- _READING TEXT_
====
With these aggregations, all we can say is that certain product categories are likely to be bought together with others.That’s the information which is inherent in the graph edges. What the amazon strategy does to try to work around this is to use the description data to coarse grain and reduce the product basis at the outset. So there are only really two questions we can answer: possible likelihoods for co-purchasing different kinds of product (without necessarily understanding what they are in detail), and a meta-question about the efficiency of representing data by graph or as Euclidean vectors.
Implementing analysis with Arangolangs
The repository on Github for this post contains the following programs, which you should execute in the following order.
amazon-load-data.go — load the graph into the ArangoDB SST model.
amazon-category-level-graph.go — count link nodes between type hubs.
amazon-coarse-product-nodes.go — count link nodes using knowledge of products inside which hubs.
amazon-coarse-product-nodes-v2.go — count link nodes based on correlating products by feature vector, then compare to type hubs.
The data can be loaded with the program amazon-load-data.go. The data files are line by line, so we use the line numbers as node labels.
% go run amazon-load-data.goReading nodes5000 …10000 …15000 …20000 …25000 …30000 …35000 …40000 …45000 …
We use the different collections in the Semantic Spacetime toolkit to read the products into Nodes, then we use Hubs for the 50 or so product categories. We can immediately connect product nodes to their intended categories (see figure 2, left hand side).
====
- _DATA EXCERPTS_
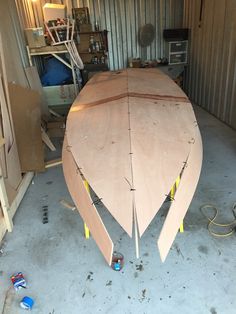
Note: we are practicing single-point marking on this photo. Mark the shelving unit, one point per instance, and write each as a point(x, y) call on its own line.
point(177, 52)
point(93, 44)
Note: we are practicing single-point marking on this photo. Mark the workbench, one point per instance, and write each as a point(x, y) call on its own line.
point(54, 51)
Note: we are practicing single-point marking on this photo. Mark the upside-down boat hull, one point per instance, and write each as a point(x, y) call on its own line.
point(131, 134)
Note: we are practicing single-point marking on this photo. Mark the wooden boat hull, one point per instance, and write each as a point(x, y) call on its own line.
point(131, 134)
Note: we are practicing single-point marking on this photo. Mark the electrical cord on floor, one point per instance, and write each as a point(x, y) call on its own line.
point(212, 222)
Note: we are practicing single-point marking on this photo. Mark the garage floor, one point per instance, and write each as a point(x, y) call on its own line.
point(66, 274)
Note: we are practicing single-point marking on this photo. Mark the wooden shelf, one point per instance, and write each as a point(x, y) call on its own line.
point(91, 53)
point(92, 32)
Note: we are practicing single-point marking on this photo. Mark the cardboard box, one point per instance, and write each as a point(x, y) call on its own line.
point(59, 95)
point(53, 11)
point(35, 37)
point(85, 28)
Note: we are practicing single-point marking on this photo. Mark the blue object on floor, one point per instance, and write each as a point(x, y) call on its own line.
point(56, 73)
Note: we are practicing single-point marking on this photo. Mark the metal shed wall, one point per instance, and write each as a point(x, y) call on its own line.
point(123, 18)
point(211, 74)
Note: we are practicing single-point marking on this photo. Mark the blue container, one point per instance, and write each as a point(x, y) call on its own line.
point(27, 303)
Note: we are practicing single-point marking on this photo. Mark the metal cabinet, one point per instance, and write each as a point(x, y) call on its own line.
point(177, 52)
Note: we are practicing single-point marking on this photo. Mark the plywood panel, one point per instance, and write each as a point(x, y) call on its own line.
point(84, 204)
point(101, 148)
point(106, 85)
point(26, 113)
point(153, 82)
point(131, 144)
point(161, 133)
point(183, 197)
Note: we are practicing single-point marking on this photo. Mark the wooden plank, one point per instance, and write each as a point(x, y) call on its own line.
point(5, 205)
point(35, 84)
point(160, 135)
point(47, 140)
point(105, 159)
point(183, 197)
point(26, 114)
point(85, 205)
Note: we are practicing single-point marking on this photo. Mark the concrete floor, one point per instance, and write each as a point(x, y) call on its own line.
point(66, 274)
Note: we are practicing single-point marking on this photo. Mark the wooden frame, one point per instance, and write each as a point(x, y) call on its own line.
point(12, 185)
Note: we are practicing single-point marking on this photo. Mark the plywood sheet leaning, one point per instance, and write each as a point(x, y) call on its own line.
point(84, 203)
point(26, 113)
point(131, 134)
point(35, 84)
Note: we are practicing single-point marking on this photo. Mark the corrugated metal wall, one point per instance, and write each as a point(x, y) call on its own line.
point(211, 75)
point(123, 18)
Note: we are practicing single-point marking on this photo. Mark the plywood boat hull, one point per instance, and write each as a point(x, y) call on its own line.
point(131, 134)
====
- _WORK INSTRUCTION_
Name every program that the text on the Amazon product graph says the Github repository contains, in the order the text says to run them.

- _YOUR RESPONSE_
amazon-load-data.go
amazon-category-level-graph.go
amazon-coarse-product-nodes.go
amazon-coarse-product-nodes-v2.go